▶ DATA ENTRIES
====================

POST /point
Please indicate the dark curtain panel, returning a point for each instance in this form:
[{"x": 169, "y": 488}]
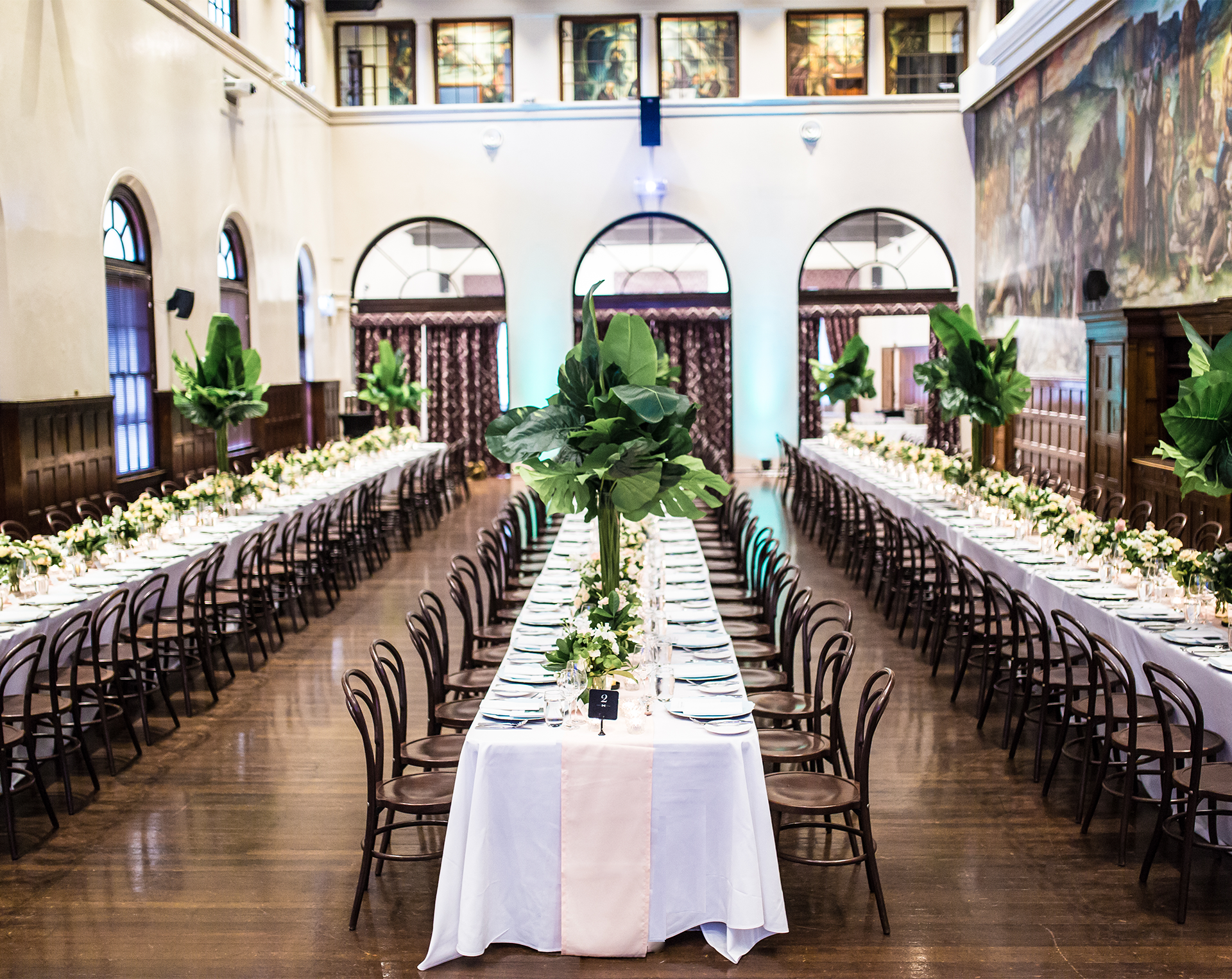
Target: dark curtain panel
[
  {"x": 940, "y": 435},
  {"x": 841, "y": 327},
  {"x": 810, "y": 408},
  {"x": 697, "y": 340},
  {"x": 462, "y": 375}
]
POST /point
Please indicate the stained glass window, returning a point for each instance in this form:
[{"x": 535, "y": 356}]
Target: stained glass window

====================

▶ DESCRIPTION OF THE TASK
Using the material above, set down every line exactly, but skip the pictures.

▶ WRITTEN SOLUTION
POST /point
Please indicate the dark curtain panel, returning a point for each instance in this form:
[{"x": 169, "y": 488}]
Target: dark curtain panel
[
  {"x": 940, "y": 435},
  {"x": 841, "y": 327},
  {"x": 810, "y": 408},
  {"x": 697, "y": 340},
  {"x": 462, "y": 375}
]
POST /point
Please indicate the stained glass window, returning a point for each instance in this form:
[{"x": 535, "y": 356}]
Target: stained glass window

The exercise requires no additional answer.